━━━ Information given

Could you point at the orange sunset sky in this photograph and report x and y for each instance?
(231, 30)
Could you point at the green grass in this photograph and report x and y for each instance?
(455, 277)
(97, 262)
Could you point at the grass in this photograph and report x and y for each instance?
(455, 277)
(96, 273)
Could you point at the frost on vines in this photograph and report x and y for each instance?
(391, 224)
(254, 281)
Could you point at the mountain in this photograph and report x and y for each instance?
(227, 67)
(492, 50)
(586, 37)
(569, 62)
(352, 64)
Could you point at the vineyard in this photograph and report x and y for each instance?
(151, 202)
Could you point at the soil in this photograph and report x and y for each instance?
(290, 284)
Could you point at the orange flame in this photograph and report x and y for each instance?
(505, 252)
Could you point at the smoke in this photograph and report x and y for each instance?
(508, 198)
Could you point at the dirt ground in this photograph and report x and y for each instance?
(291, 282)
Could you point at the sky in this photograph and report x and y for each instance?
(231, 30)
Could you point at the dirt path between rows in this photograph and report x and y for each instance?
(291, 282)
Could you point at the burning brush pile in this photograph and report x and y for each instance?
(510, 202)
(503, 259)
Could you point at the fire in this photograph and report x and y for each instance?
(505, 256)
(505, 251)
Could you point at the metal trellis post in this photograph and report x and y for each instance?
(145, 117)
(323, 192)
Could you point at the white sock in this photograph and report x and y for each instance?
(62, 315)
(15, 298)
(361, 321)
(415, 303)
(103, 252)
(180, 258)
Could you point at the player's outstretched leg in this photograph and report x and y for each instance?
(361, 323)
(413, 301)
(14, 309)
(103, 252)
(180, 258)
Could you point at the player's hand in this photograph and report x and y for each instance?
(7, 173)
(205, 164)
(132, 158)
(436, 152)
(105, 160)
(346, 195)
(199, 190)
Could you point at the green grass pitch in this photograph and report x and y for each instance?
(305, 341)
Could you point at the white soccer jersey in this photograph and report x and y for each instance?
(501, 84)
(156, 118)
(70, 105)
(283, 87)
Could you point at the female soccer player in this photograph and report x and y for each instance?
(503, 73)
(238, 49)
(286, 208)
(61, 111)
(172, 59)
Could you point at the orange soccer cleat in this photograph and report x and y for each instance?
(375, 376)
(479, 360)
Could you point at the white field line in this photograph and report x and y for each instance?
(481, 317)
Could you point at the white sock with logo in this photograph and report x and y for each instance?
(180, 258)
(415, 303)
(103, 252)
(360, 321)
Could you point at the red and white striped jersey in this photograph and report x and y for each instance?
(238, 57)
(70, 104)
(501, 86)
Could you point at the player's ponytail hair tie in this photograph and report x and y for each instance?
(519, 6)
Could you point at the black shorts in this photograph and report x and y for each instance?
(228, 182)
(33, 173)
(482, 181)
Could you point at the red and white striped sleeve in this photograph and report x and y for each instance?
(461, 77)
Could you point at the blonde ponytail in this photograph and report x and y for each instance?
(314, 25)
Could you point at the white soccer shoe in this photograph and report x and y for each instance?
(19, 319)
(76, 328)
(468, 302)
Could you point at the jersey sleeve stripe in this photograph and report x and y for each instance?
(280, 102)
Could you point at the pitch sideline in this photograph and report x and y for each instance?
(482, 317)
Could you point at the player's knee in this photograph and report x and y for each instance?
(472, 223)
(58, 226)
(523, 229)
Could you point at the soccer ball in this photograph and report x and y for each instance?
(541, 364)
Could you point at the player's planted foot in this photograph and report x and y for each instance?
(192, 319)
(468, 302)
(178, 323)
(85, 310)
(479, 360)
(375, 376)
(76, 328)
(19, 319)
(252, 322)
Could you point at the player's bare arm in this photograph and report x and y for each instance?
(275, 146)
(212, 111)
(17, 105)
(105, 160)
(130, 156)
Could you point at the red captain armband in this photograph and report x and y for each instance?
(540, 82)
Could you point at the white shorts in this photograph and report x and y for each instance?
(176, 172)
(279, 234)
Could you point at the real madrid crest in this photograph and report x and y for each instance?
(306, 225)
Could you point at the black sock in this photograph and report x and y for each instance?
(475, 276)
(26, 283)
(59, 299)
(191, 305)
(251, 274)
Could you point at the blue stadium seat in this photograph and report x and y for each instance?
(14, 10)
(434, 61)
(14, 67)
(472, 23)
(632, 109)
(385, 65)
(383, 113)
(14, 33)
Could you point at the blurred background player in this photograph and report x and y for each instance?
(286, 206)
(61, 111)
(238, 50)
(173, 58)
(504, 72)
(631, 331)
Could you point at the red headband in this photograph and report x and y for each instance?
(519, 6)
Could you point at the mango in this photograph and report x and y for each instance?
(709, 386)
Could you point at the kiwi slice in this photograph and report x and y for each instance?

━━━━━━

Exercise:
Output all records verbatim.

Exercise answer:
Could you point at the orange sunset sky in this photograph and report x and y for each instance?
(231, 30)
Could you point at the green grass in this photograph and report x and y for each instance?
(455, 277)
(97, 262)
Could you point at the grass in this photograph and report x and y for each instance?
(455, 277)
(96, 273)
Could you point at the frost on vines in this photograph and report x and y for each instance?
(391, 224)
(254, 281)
Could you point at the mountain in this photograph and report x and y for each instance?
(227, 67)
(492, 50)
(586, 37)
(569, 62)
(352, 64)
Could you point at the vineyard in this photograph and report x and y for each instance?
(151, 202)
Could you point at the soil in this photograph and report x and y for each instance?
(290, 284)
Could you point at the orange flame in this photograph and report x and y for each instance?
(505, 252)
Could you point at the smoke in this photograph and report x and y for each instance?
(508, 198)
Could you point at the dirt ground in this photograph and report x and y for each instance?
(291, 282)
Could you point at the sky in this photograph and report x and y for each instance?
(231, 30)
Could you point at the dirt path between rows in this photograph and report x and y for each instance?
(291, 282)
Could you point at the burning brush pile in this photograph and report x and y for each instance?
(510, 202)
(503, 259)
Could you point at the fire in this photograph and report x and y for each instance?
(505, 256)
(505, 251)
Could you point at the metal trellis post in this photograph and report x and y for each instance?
(145, 117)
(323, 192)
Could you point at the white sock in this photograph and report x and y for each instance?
(62, 315)
(15, 298)
(361, 321)
(415, 303)
(103, 252)
(180, 258)
Could you point at the player's outstretched leg in this photograph and report x and y for each instance?
(361, 323)
(413, 301)
(14, 309)
(103, 252)
(180, 258)
Could you point at the player's hand in this photograph and report x and y for each instance?
(7, 173)
(205, 164)
(132, 158)
(436, 152)
(105, 160)
(346, 195)
(199, 190)
Could you point at the green grass pitch in this photograph and report x and y for each instance?
(305, 341)
Could you point at the white soccer jersey in this photograph and report x and y for each instance?
(501, 84)
(156, 118)
(70, 105)
(283, 87)
Could you point at the female soccer player in this photograph and report x and y for each instance?
(503, 73)
(238, 49)
(286, 208)
(61, 111)
(172, 59)
Could you point at the orange soccer cleat in this photograph and report x and y for each instance?
(375, 376)
(479, 360)
Could you point at the white field line in this photograph and report x and y for each instance?
(481, 317)
Could you point at the white sock with logo in this photograph and report x and y for each instance?
(180, 258)
(415, 303)
(103, 252)
(360, 321)
Could you point at the red and white striped jersey in this photograph and report x and y for each instance?
(238, 57)
(70, 104)
(501, 86)
Could you point at the player's ponytail hair tie in this photograph and report x and y for each instance?
(519, 6)
Could you point at the black shorts in this photograph and report x and y for each instance?
(228, 182)
(33, 173)
(482, 181)
Could you point at the red and white striped sleeve in this photograph and report x and y for each instance?
(461, 77)
Could you point at the blonde ponytail in this photograph and report x and y for each instance?
(314, 25)
Could you point at the white soccer shoe in this photograph and report x and y for each instance?
(19, 319)
(76, 328)
(468, 302)
Could you point at the jersey sleeve stripe in this photograph and report x and y for each instance?
(280, 102)
Could you point at the pitch sideline in this photograph and report x and y for each instance?
(482, 317)
Could you point at the player's knee in this photograph and report x and y for each instance?
(472, 223)
(58, 226)
(523, 229)
Could you point at the soccer ball in this photograph and report x and y for each instance?
(541, 364)
Could you point at the player's planted foot in this photograph and report x and y for each instance?
(192, 319)
(468, 302)
(178, 323)
(85, 310)
(479, 360)
(375, 376)
(76, 328)
(19, 319)
(252, 322)
Could you point at the player's bare arm in this photograph and report x and y for each instance?
(275, 146)
(212, 111)
(17, 105)
(105, 160)
(130, 156)
Could you point at the red captain armband in this photograph and report x and y for each instance?
(540, 82)
Could you point at the white shorts in this photograph and report x and y for each instance?
(176, 172)
(279, 234)
Could you point at the real madrid crest in this photograph and report x and y for each instance?
(306, 225)
Could you point at the black sock in this photograph and report x and y for each instance?
(475, 276)
(26, 283)
(59, 299)
(191, 305)
(251, 274)
Could you point at the blue stadium seat in this photograph and report x and y for each instance?
(14, 10)
(434, 61)
(14, 67)
(472, 23)
(632, 109)
(385, 65)
(383, 113)
(14, 33)
Could you point at the blurred background player in this photograph and report x and y for each instance?
(286, 206)
(61, 111)
(238, 50)
(173, 58)
(504, 72)
(631, 331)
Could you point at the red headband in this photograph and report x and y for each instance?
(519, 6)
Could you point at the mango in this photograph and report x and y for each instance?
(709, 386)
Could you point at the kiwi slice in this photograph and report x and y for each instance?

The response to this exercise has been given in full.